• _What you need to do_
Please return each line of the listing exactly as given.

■ ■ ■ ■

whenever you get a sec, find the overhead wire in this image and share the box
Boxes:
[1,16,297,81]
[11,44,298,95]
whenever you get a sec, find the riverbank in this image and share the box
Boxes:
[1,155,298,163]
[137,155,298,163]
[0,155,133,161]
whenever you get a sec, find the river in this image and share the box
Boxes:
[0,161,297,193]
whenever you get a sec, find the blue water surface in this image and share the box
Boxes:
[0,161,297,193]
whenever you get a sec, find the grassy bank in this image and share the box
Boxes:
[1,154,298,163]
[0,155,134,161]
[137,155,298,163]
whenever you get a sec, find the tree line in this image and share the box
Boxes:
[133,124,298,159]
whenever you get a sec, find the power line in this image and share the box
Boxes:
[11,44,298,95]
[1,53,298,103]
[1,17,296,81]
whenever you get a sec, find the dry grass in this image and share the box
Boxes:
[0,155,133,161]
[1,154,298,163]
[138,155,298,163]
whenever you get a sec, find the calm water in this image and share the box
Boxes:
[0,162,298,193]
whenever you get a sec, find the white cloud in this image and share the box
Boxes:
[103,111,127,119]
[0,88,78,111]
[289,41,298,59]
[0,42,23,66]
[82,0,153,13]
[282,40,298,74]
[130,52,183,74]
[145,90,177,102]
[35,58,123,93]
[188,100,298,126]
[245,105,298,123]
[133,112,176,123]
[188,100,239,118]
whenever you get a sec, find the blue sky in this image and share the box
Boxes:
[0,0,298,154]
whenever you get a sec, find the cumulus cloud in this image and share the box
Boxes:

■ ■ ■ ■

• _Completed task_
whenever you get a sec, find the overhead wire in this image and share the box
Boxes:
[1,16,297,81]
[11,44,298,95]
whenever you get a sec, find the riverbank in this image and share the box
Boxes:
[1,155,298,163]
[137,155,298,163]
[0,155,133,161]
whenever you get a sec, find the river in this image and share the box
Boxes:
[0,161,297,193]
whenever you get a sec, find the blue water surface in this image and share the box
Boxes:
[0,161,297,193]
whenever you get a sec, find the grassy bank in this image and share the box
Boxes:
[1,154,298,163]
[0,155,134,161]
[137,155,298,163]
whenever you get a sec, find the tree line in this image and share the box
Boxes:
[133,124,298,159]
whenever you get a sec, find the power line in this image and share the box
Boxes:
[11,44,298,95]
[1,53,298,103]
[1,17,296,81]
whenever you get a sec, find the dry grass in this image and share the box
Boxes:
[0,155,133,161]
[1,154,298,163]
[138,155,298,163]
whenever you get a sec, find the calm water in this image and share the box
Boxes:
[0,162,298,193]
whenever you get a sec, find the white cloud in this image and share the box
Boxes:
[103,111,127,119]
[0,88,78,111]
[289,41,298,59]
[0,42,23,66]
[82,0,153,13]
[282,40,298,74]
[130,52,183,74]
[145,90,177,102]
[35,58,123,93]
[188,100,298,126]
[245,105,298,123]
[133,112,176,123]
[188,100,239,118]
whenever you get a sec, find the blue sky in this image and share the box
Boxes:
[0,0,298,154]
whenever you get a sec, find the cumulus cloud in this image and share the box
Boxes:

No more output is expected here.